# Reading text
>>>>>
If crowds for the Scottsdale ArtWalk every Thursday evening are dependent on snowbirds and tourists, then the light attendance on April 30, 2015, is understandable. Still, the weather is in that tolerable, it’s-hot-don’t-let-it-get-hotter stage that heralds the end of spring; the live music on at least five corners was pleasant; and gallery owners were ready to greet everyone at the door. Seems like Phoenix-area art lovers should add Main Street and Marshall Way to their cultural sojourns a bit more often.
I enjoyed visiting several of my go-to galleries, and kept tabs on a few recent changes: the former LewAllen Galleries space on Main Street now houses Art of Merlot, which hosts group art classes that are BYOB-optional. The large space at the former Overland Gallery on Main Street has still not been filled, and the empty storefronts dotting the art district are sad to see. Blue Rain Gallery was dark and the door had a note about it being closed for the summer, which makes me worry about its future.
<<<<<
# Excerpted records
>>>>>
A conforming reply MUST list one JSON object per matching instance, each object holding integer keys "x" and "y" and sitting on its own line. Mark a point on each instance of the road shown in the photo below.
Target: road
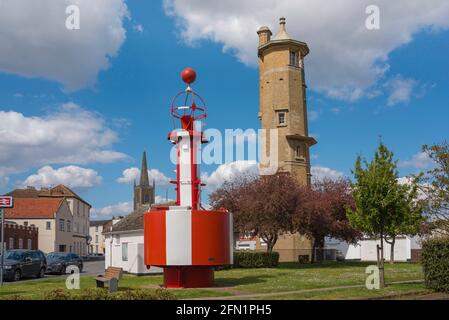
{"x": 91, "y": 268}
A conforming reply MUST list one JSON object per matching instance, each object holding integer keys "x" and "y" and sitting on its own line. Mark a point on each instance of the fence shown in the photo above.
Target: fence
{"x": 305, "y": 255}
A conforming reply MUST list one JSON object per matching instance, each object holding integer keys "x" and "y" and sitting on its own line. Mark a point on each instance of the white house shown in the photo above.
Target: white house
{"x": 124, "y": 244}
{"x": 406, "y": 248}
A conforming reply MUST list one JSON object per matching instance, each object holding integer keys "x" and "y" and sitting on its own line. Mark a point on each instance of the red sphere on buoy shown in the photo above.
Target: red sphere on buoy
{"x": 188, "y": 75}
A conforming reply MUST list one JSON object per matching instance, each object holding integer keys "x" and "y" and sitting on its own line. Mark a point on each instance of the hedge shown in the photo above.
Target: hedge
{"x": 252, "y": 259}
{"x": 103, "y": 294}
{"x": 435, "y": 261}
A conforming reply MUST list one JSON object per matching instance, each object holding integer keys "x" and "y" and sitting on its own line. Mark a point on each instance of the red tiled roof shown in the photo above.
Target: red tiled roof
{"x": 33, "y": 208}
{"x": 59, "y": 191}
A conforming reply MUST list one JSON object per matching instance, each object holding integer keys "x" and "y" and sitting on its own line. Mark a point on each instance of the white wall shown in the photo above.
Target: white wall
{"x": 135, "y": 263}
{"x": 365, "y": 250}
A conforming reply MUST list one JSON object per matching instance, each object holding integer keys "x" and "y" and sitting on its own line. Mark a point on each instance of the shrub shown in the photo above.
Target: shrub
{"x": 435, "y": 261}
{"x": 103, "y": 294}
{"x": 253, "y": 259}
{"x": 142, "y": 294}
{"x": 57, "y": 294}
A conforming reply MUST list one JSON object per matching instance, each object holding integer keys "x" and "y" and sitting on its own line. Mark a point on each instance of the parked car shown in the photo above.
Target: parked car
{"x": 58, "y": 262}
{"x": 24, "y": 263}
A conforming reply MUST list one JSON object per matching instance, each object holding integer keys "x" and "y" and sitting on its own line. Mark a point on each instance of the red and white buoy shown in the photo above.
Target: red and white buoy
{"x": 185, "y": 240}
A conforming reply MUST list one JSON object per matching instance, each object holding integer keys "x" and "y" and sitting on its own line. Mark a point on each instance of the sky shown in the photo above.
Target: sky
{"x": 79, "y": 106}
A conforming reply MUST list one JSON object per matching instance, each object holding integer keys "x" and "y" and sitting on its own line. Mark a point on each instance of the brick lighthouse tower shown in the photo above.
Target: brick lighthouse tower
<<<<<
# Exercise instructions
Using the ArtWalk text, explain why the writer worries about Blue Rain Gallery's future. Rely only on the ArtWalk text for this.

# Result of this exercise
Blue Rain Gallery was dark, and a note on its door said it was closed for the summer.